**Document text:**
Article-Chinese, Aussies differ in their views of cosmetic procedures

A fairly large percentage of young people in China say they’d consider going under the knife to improve their appearance. That’s not the case in Australia, where people say they consider plastic surgery more of a last resort for looking better.

A survey of students at 30 universities in China revealed that more than one-third of respondents are interested in undergoing elective plastic surgery. A marketing company distributed the survey to thousands of undergraduates via blogging sites; about 21,000 people responded. About 37 percent — men and women alike — said they have considered some form of plastic surgery to enhance their appearance. Many said medical and technological advances that minimize the risk of scarring were a significant factor for seriously considering cosmetic procedures.

Respondents named acne removal, laser eye surgery, skin whitening, breast augmentation and techniques used for creating double eyelids as the most desired procedures. The majority of those interested in cosmetic surgery said they believed better looks would help not only with self-esteem, but in finding more lucrative careers.

**Data listing:**

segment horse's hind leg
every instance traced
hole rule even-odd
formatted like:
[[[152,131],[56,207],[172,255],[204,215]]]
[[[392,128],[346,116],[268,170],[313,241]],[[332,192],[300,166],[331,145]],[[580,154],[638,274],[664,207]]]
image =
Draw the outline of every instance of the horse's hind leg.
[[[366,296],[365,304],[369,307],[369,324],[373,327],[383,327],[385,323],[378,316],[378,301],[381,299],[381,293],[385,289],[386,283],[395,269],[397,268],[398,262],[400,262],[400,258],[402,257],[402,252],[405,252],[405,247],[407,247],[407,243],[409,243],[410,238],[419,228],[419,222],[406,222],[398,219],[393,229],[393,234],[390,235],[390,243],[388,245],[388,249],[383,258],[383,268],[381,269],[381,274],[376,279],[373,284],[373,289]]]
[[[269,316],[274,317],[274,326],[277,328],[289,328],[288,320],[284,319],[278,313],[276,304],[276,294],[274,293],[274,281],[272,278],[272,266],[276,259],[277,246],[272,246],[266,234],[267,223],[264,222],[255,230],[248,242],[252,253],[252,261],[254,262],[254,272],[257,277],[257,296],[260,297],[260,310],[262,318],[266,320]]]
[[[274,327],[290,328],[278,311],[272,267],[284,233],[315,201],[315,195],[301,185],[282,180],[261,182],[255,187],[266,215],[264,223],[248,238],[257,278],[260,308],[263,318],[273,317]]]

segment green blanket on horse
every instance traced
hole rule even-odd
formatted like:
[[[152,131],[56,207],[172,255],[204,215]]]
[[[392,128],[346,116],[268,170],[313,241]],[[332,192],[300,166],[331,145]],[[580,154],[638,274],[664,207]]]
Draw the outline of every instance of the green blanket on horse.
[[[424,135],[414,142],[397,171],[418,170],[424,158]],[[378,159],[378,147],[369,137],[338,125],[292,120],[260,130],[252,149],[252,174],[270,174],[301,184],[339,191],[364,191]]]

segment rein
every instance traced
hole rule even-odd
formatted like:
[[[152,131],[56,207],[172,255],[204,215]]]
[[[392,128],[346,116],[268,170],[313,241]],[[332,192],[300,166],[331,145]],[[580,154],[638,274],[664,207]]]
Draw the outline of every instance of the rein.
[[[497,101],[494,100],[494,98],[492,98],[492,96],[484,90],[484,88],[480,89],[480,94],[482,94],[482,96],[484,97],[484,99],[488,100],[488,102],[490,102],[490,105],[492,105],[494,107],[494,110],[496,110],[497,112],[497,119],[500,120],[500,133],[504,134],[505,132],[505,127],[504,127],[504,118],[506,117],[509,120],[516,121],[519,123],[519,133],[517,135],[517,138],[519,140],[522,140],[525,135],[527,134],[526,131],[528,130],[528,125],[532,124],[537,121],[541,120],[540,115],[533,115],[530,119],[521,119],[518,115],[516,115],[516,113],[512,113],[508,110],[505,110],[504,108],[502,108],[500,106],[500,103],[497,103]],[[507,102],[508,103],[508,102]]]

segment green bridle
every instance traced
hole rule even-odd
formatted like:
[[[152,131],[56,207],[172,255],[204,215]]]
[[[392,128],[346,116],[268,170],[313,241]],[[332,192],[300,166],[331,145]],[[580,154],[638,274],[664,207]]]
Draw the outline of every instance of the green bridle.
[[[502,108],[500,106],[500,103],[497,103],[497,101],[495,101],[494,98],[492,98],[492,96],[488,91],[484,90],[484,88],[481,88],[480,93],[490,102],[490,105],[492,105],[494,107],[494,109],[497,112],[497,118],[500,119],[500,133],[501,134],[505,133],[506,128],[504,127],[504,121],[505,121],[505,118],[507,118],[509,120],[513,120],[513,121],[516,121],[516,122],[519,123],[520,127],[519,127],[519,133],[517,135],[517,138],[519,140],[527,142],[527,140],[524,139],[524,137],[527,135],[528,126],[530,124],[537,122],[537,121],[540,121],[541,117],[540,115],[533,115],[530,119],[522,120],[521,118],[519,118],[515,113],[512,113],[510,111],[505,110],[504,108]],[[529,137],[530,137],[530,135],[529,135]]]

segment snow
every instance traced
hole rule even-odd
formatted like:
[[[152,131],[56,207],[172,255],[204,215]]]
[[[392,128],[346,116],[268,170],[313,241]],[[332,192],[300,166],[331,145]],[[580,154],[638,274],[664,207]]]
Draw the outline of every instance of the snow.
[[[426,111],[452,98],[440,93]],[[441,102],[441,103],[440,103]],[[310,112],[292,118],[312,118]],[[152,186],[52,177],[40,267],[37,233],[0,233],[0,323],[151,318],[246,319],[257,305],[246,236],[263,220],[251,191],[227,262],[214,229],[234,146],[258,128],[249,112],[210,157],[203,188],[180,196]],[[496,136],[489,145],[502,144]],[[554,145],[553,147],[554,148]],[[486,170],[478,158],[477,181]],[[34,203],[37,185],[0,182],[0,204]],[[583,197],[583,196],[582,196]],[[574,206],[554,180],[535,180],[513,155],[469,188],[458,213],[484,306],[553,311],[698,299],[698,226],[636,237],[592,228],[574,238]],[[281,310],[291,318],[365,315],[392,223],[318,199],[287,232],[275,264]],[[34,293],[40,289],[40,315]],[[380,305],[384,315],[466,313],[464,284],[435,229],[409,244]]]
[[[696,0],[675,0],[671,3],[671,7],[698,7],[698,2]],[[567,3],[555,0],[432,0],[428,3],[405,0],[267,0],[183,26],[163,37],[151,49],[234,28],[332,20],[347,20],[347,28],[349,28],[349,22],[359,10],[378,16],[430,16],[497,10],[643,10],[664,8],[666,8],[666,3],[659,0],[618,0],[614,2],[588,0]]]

==

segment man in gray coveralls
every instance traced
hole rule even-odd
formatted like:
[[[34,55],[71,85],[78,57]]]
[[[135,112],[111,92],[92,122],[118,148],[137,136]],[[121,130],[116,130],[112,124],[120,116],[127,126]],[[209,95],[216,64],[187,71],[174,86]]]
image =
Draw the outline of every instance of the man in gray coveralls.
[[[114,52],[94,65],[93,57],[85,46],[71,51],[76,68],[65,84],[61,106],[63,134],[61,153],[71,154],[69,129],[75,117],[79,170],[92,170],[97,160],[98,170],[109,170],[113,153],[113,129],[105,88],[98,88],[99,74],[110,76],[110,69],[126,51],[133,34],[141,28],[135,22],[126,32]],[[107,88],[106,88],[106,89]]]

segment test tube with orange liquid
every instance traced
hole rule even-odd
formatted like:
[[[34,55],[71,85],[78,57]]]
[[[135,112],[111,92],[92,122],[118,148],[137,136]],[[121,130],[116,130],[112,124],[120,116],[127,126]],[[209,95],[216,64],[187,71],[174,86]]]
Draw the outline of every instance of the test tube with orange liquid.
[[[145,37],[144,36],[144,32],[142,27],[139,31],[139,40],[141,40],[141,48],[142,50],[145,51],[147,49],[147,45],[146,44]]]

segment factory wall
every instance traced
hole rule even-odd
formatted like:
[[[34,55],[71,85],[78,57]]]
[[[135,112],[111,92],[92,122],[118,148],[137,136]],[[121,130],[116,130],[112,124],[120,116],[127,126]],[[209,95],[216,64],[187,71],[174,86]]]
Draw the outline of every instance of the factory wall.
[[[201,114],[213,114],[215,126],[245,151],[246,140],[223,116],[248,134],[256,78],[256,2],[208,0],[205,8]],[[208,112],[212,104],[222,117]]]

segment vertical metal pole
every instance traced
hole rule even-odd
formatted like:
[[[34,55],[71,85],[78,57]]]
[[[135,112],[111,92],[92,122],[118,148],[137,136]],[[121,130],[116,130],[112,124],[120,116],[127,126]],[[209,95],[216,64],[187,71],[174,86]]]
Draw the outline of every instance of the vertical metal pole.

**What you need to do:**
Rewrite the article on Chinese and Australian views of cosmetic procedures from "A fairly large" to "for looking better.", replacing "last resort" with "final option".

**Exercise answer:**
A fairly large percentage of young people in China say they’d consider going under the knife to improve their appearance. That’s not the case in Australia, where people say they consider plastic surgery more of a final option for looking better.